# [TASKS TO PERFORM]
- A) In the write-up on prediction errors, change "model" to "forecast" and give everything from "Where the model" down to "heavy commuting periods." with that change made.
- B) Carry on the write-up on prediction errors across Philadelphia stations from the point where it stops.

# [SUPPLIED TEXT]
>> start
Where the model struggles: It struggles during high-demand commuter windows, especially the AM and PM rush hours. In these panels, the cloud of points stretches upward far past the green line, showing that the model systematically under-predicts the busiest moments. Sharp surges in demand are hard to anticipate with simple temporal lags, so the model tends to flatten out the peaks. There is also more scatter on weekday rush hours than on weekends, reflecting the added variability of work-day travel.
In conclusion, the model handles routine, low-volume times well, but it misses the sudden spikes that define heavy commuting periods.
In this part, we are exploring whether prediction errors are clustered in certain parts of Philadelphia.
# 1. Calculate MAE by stations
station_errors <- test %>%
filter(!is.na(pred4)) %>%
group_by(start_station, start_lat.y, start_lon.y) %>%
summarize(
MAE = mean(abs(Trip_Count - pred2), na.rm = TRUE),
avg_demand = mean(Trip_Count, na.rm = TRUE),
.groups = "drop"
) %>%
filter(!is.na(start_lat.y), !is.na(start_lon.y))
# 2. Map 1:Prediction Errors
p1 <- ggplot() +
geom_sf(data = philly_census, fill = "grey95", color = "white", size = 0.1) +
geom_point(
data = station_errors,
aes(x = start_lon.y, y = start_lat.y, color = MAE),
size = 0.5, alpha = 0.7
) +
scale_color_viridis(
option = "plasma",
name = "MAE (trips)",
direction = -1,
breaks = c(0.5, 1.0, 1.5),
labels = c("0.5", "1.0", "1.5")
) +
labs(title = "Prediction Errors") +
mapTheme +
theme(
legend.position = "bottom",
legend.title = element_text(size = 10, face = "bold"),
legend.text = element_text(size = 9),
plot.title = element_text(size = 14, face = "bold", hjust = 0.5)
) +
guides(color = guide_colorbar(
barwidth = 12, barheight = 1,
title.position = "top", title.hjust = 0.5
))
# 3. Map 2:Average Demand
p2 <- ggplot() +
geom_sf(data = philly_census, fill = "grey95", color = "white", size = 0.1) +
geom_point(
data = station_errors,
aes(x = start_lon.y, y = start_lat.y, color = avg_demand),
size = 0.5, alpha = 0.7
) +
scale_color_viridis(
option = "viridis",
name = "Avg Demand (trips/hour)",
direction = -1,
breaks = c(0.5, 1.0, 1.5, 2.0, 2.5),
labels = c("0.5", "1.0", "1.5", "2.0", "2.5")
) +
labs(title = "Average Demand") +
mapTheme +
theme(
legend.position = "bottom",
legend.title = element_text(size = 10, face = "bold"),
legend.text = element_text(size = 9),
plot.title = element_text(size = 14, face = "bold", hjust = 0.5)
) +
guides(color = guide_colorbar(
barwidth = 12, barheight = 1,
title.position = "top", title.hjust = 0.5
))
>> end
# [INFORMATION SUPPLIED]
>> start
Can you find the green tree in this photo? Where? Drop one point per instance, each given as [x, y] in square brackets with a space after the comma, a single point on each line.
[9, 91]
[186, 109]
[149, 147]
>> end
# [WRITTEN RESPONSES]
- A)
Where the forecast struggles: It struggles during high-demand commuter windows, especially the AM and PM rush hours. In these panels, the cloud of points stretches upward far past the green line, showing that the forecast systematically under-predicts the busiest moments. Sharp surges in demand are hard to anticipate with simple temporal lags, so the forecast tends to flatten out the peaks. There is also more scatter on weekday rush hours than on weekends, reflecting the added variability of work-day travel.
In conclusion, the forecast handles routine, low-volume times well, but it misses the sudden spikes that define heavy commuting periods.

- B)
# 4. Combine two maps
grid.arrange(p1, p2, ncol = 2)
Interpretation: Errors form a dense cluster in and around Center City, extending slightly into University City and parts of South Philly. The neighborhoods in center city have the highest errors.Because these stations often sit near job centers, transit hubs, parks, and retail corridors — all places with unpredictable surges. In short, The model struggles where human behavior is least predictable and demand is most dynamic.
When are we most wrong?
# MAE by time of day and day type
temporal_errors <- test %>%
group_by(time_of_day, weekend) %>%
summarize(
MAE = mean(abs_error, na.rm = TRUE),
.groups = "drop"
) %>%
mutate(day_type = ifelse(weekend == 1, "Weekend", "Weekday"))
ggplot(temporal_errors, aes(x = time_of_day, y = MAE, fill = day_type)) +
geom_col(position = "dodge") +
scale_fill_manual(values = c("Weekday" = "#08519c", "Weekend" = "#6baed6")) +
labs(
title = "Prediction Errors by Time Period",
subtitle = "When is the model struggling most?",
x = "Time of Day",
y = "Mean Absolute Error (trips)",
fill = "Day Type"
) +
plotTheme +
theme(axis.text.x = element_text(angle = 45, hjust = 1))
Interpretation: When are errors highest? Errors peak during the commute periods: PM Rush and AM Rush. These periods have the most unpredictable spikes in demand.
Are prediction errors related to neighborhood characteristics?
# Join demographic data to station errors
station_errors_demo <- station_errors %>%
left_join(
station_attributes %>% select(start_station, Med_Inc, Percent_Taking_Transit, Percent_White),
by = "start_station"
) %>%
filter(!is.na(Med_Inc))
# Create plots
p1 <- ggplot(station_errors_demo, aes(x = Med_Inc, y = MAE)) +
geom_point(alpha = 0.5, color = "#3182bd") +
geom_smooth(method = "lm", se = FALSE, color = "red") +
scale_x_continuous(labels = scales::dollar) +
labs(title = "Errors vs. Median Income", x = "Median Income", y = "MAE") +
plotTheme
p2 <- ggplot(station_errors_demo, aes(x = Percent_Taking_Transit, y = MAE)) +
geom_point(alpha = 0.5, color = "#3182bd") +
geom_smooth(method = "lm", se = FALSE, color = "red") +
labs(title = "Errors vs. Transit Usage", x = "% Taking Transit", y = "MAE") +
plotTheme
p3 <- ggplot(station_errors_demo, aes(x = Percent_White, y = MAE)) +
geom_point(alpha = 0.5, color = "#3182bd") +
geom_smooth(method = "lm", se = FALSE, color = "red") +
labs(title = "Errors vs. Race", x = "% White", y = "MAE") +
plotTheme
grid.arrange(p1, p2, p3, ncol = 2)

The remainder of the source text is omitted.